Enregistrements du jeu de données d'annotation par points
----------------------------------------

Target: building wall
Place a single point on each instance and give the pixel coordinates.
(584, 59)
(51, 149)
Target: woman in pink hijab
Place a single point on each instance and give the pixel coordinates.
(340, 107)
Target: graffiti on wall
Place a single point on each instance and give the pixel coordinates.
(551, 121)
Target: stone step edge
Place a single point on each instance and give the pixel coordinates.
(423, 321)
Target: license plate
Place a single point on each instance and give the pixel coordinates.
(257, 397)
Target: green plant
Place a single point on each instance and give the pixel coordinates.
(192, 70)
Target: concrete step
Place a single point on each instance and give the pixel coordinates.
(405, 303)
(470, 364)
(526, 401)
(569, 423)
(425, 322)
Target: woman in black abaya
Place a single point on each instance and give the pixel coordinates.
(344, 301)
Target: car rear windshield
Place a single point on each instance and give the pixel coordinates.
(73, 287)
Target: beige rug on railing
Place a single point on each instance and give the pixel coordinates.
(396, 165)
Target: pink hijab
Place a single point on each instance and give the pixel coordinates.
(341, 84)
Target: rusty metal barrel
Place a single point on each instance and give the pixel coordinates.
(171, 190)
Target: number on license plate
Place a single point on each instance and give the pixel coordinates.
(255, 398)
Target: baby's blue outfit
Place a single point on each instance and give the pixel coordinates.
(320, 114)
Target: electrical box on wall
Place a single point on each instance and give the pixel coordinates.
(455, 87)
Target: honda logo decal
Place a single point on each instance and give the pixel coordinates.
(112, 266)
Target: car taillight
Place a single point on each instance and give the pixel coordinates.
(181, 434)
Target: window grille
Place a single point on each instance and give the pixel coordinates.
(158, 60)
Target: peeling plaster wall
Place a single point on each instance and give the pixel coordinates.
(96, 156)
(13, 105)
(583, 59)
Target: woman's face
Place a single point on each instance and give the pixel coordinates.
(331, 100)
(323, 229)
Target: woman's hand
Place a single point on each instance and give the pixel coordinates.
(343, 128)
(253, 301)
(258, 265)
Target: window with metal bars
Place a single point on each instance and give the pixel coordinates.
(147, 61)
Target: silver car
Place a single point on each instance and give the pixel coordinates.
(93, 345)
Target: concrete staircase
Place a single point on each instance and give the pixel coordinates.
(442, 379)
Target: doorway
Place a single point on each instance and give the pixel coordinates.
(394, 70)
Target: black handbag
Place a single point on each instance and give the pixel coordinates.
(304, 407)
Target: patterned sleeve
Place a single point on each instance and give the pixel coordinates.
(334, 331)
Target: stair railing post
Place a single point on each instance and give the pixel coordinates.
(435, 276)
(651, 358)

----------------------------------------

**CONSIGNE**
Recopiez à l'identique toutes les lignes des enregistrements ci-dessus, du premier au dernier.

**RÉPONSE RÉDIGÉE**
Target: building wall
Place a single point on each instance and give the pixel coordinates.
(584, 59)
(51, 149)
Target: woman in pink hijab
Place a single point on each instance and give the pixel coordinates.
(340, 107)
Target: graffiti on wall
Place a single point on each instance and give the pixel coordinates.
(551, 121)
Target: stone step edge
Place a single point on each instance and give the pixel coordinates.
(423, 321)
Target: license plate
Place a single point on each instance and give the pixel coordinates.
(257, 397)
Target: green plant
Place a single point on each instance and give the pixel coordinates.
(192, 70)
Target: concrete step
Place a single point on each instance and give the pixel coordinates.
(405, 303)
(470, 364)
(526, 401)
(569, 423)
(425, 322)
Target: woman in black abaya
Place a single point on each instance and give the pixel coordinates.
(344, 301)
Target: car rear windshield
Place a single point on each instance and give the pixel coordinates.
(73, 287)
Target: beige rug on railing
Place a single point on each instance and give the pixel coordinates.
(396, 165)
Target: pink hijab
Place a single point on each instance and give the pixel coordinates.
(341, 84)
Target: rusty metal barrel
Place a single point on each instance and give the pixel coordinates.
(171, 190)
Target: number on license plate
Place a single point on each instance and give the pixel coordinates.
(255, 398)
Target: baby's blue outfit
Place a single point on each instance and give the pixel coordinates.
(320, 114)
Target: electrical box on wall
Place a single point on each instance and give the pixel coordinates.
(455, 87)
Target: honda logo decal
Place a single point on each instance and give the pixel coordinates.
(112, 266)
Target: car taillight
Place a single point on each instance and give the pixel coordinates.
(181, 434)
Target: window grille
Place a single point on each instance and give the pixel coordinates.
(158, 60)
Target: peeling plaster wall
Place a single point on each instance and give the pixel coordinates.
(96, 156)
(13, 105)
(583, 59)
Target: woman's face
Place a single point on each instance and give the pixel coordinates.
(331, 100)
(323, 229)
Target: woman's hand
Place a single point on each instance and give the pixel coordinates.
(343, 128)
(253, 301)
(258, 265)
Target: window with metal bars
Place a single point on each instance and give the pixel coordinates.
(147, 61)
Target: silver car
Place a single point on each instance and give the pixel coordinates.
(93, 345)
Target: concrete staircase
Place a single point on each instance and give the pixel coordinates.
(442, 379)
Target: doorway
Place a single point on each instance and give the pixel coordinates.
(394, 70)
Target: black handbag
Place a single point on each instance and give the pixel coordinates.
(304, 407)
Target: patterned sleeve
Place a single point on each instance and give the pixel coordinates.
(334, 331)
Target: stair railing post
Place a single point on each instance and give the pixel coordinates.
(435, 276)
(651, 358)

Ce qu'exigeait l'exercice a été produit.